TASK TO COMPLETE:
Could you write out all of the entries below word for word, leaving out the pictures?

Annotated coordinate records:
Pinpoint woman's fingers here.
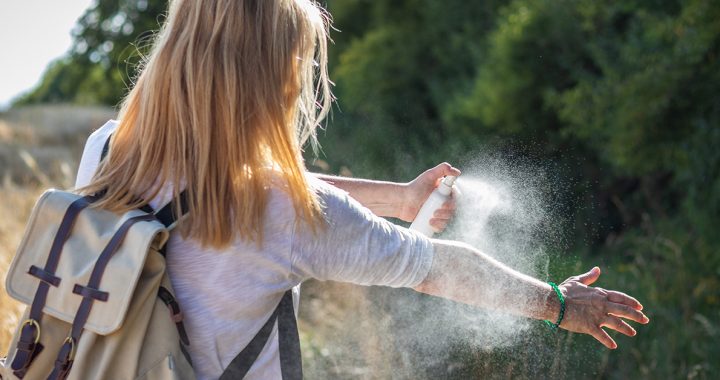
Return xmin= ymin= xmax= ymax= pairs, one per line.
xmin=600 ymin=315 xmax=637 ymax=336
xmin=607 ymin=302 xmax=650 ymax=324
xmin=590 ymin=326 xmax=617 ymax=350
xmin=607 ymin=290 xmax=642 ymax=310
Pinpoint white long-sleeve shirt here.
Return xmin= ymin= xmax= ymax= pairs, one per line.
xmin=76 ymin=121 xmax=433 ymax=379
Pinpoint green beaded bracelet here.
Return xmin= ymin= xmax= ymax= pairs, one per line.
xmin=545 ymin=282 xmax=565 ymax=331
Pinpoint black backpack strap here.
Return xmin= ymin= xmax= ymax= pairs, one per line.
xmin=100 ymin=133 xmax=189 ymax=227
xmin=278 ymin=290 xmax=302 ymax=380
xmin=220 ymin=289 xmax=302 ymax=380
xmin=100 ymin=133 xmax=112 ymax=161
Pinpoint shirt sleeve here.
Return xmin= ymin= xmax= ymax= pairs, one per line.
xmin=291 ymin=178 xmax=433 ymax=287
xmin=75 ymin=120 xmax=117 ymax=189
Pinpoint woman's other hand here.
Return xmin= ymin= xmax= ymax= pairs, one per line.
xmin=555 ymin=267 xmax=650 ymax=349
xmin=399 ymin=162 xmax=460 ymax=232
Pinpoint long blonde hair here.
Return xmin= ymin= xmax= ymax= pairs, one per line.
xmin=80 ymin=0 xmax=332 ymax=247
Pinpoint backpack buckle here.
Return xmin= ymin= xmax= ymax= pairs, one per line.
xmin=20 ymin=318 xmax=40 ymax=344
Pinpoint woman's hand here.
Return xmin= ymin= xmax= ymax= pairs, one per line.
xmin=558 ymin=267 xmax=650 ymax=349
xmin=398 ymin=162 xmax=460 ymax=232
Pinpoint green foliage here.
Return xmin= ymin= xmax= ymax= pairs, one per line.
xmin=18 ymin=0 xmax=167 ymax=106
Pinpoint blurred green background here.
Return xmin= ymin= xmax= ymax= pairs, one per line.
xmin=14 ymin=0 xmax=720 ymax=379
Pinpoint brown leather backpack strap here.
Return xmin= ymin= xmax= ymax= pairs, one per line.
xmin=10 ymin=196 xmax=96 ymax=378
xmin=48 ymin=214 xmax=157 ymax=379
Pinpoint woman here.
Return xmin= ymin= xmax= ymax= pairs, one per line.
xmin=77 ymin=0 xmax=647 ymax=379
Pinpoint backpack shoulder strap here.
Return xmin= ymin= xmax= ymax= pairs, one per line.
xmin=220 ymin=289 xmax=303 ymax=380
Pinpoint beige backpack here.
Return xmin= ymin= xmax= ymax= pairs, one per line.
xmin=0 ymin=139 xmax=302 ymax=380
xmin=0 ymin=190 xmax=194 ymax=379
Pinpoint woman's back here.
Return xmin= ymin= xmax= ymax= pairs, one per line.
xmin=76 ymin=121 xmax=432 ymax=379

SOLVED EXERCISE:
Pinpoint woman's fingers here.
Return xmin= ymin= xmax= ymax= pairs, one per line.
xmin=600 ymin=315 xmax=637 ymax=336
xmin=607 ymin=302 xmax=650 ymax=324
xmin=590 ymin=326 xmax=617 ymax=350
xmin=607 ymin=290 xmax=642 ymax=310
Pinpoint white long-sleeve shirt here.
Return xmin= ymin= xmax= ymax= pairs, one per line.
xmin=76 ymin=121 xmax=433 ymax=379
Pinpoint green beaded bracelet here.
Return xmin= ymin= xmax= ymax= pairs, one per line.
xmin=545 ymin=282 xmax=565 ymax=331
Pinpoint black backpack strap here.
Return xmin= ymin= xmax= ymax= pairs, one per line.
xmin=100 ymin=133 xmax=189 ymax=227
xmin=278 ymin=290 xmax=302 ymax=380
xmin=220 ymin=289 xmax=302 ymax=380
xmin=100 ymin=133 xmax=112 ymax=161
Pinpoint shirt sleeve here.
Return xmin= ymin= xmax= ymax= pairs, one per line.
xmin=291 ymin=178 xmax=433 ymax=287
xmin=75 ymin=120 xmax=117 ymax=189
Pinpoint woman's other hand here.
Return xmin= ymin= xmax= ymax= pairs, one per line.
xmin=555 ymin=267 xmax=650 ymax=349
xmin=399 ymin=162 xmax=460 ymax=232
Pinpoint long blonde hair here.
Return xmin= ymin= xmax= ymax= pairs, one per line.
xmin=80 ymin=0 xmax=332 ymax=247
Pinpoint backpack buckle here.
Return xmin= ymin= xmax= ymax= pairs, one per line.
xmin=20 ymin=318 xmax=40 ymax=344
Pinpoint woman's hand here.
Return xmin= ymin= xmax= ymax= pairs, one per line.
xmin=558 ymin=267 xmax=650 ymax=349
xmin=398 ymin=162 xmax=460 ymax=232
Pinpoint green foliage here.
Return xmin= ymin= xmax= ymax= pairs, one per line.
xmin=18 ymin=0 xmax=167 ymax=106
Pinpoint blurred green background here.
Return xmin= ymin= xmax= ymax= pairs, one per line.
xmin=14 ymin=0 xmax=720 ymax=379
Pinpoint brown leather backpack strap here.
Return xmin= ymin= xmax= ymax= pairs, one per line.
xmin=10 ymin=196 xmax=96 ymax=378
xmin=48 ymin=214 xmax=157 ymax=379
Pinpoint woman here.
Return xmin= ymin= xmax= ymax= pairs, one per line.
xmin=77 ymin=0 xmax=647 ymax=379
Pinpoint backpack shoulder strap here.
Return xmin= ymin= xmax= ymax= pairs, one per line.
xmin=220 ymin=289 xmax=303 ymax=380
Pinpoint beige backpack here.
Return xmin= ymin= xmax= ymax= pairs, one per line.
xmin=0 ymin=139 xmax=302 ymax=380
xmin=0 ymin=190 xmax=194 ymax=379
Pinpoint woman's back here.
Return xmin= ymin= xmax= ymax= pairs, one per line.
xmin=76 ymin=121 xmax=432 ymax=379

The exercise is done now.